§ **What you will do**
Starting at the line containing "Each instance of the unopened" and continuing through the last of the items, copy the lines out again, substituting "point" for "marker" and leaving everything else unchanged.

──────── Raw data ────────

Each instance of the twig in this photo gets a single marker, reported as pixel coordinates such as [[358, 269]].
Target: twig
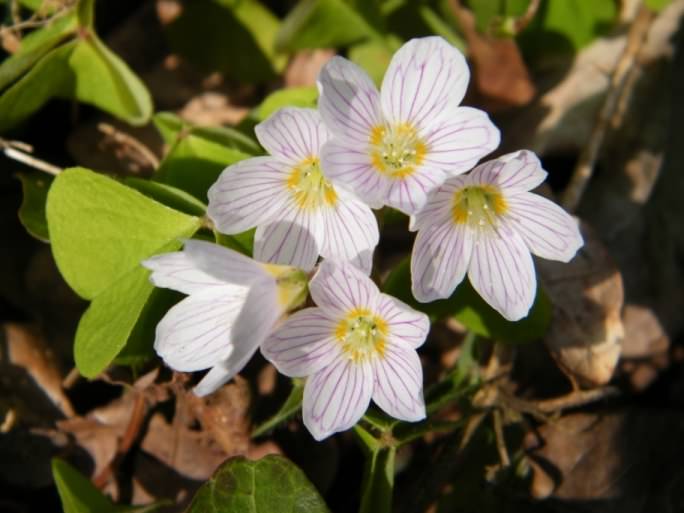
[[130, 141], [587, 160], [10, 151]]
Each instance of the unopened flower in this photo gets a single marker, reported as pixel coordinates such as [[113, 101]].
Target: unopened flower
[[393, 147], [486, 223], [298, 212], [232, 305], [357, 344]]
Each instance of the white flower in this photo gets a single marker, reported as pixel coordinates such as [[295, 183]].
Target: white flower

────────

§ **Exercise solution**
Each instance of the unopened flower in this photo gets a single point, reported as pixel coordinates such as [[113, 101]].
Target: unopened flower
[[393, 147], [486, 223], [298, 212], [232, 305], [357, 344]]
Each instance of the white flower in this photo gets a single point, reported as pixel coordinates such as [[295, 183]].
Target: white flower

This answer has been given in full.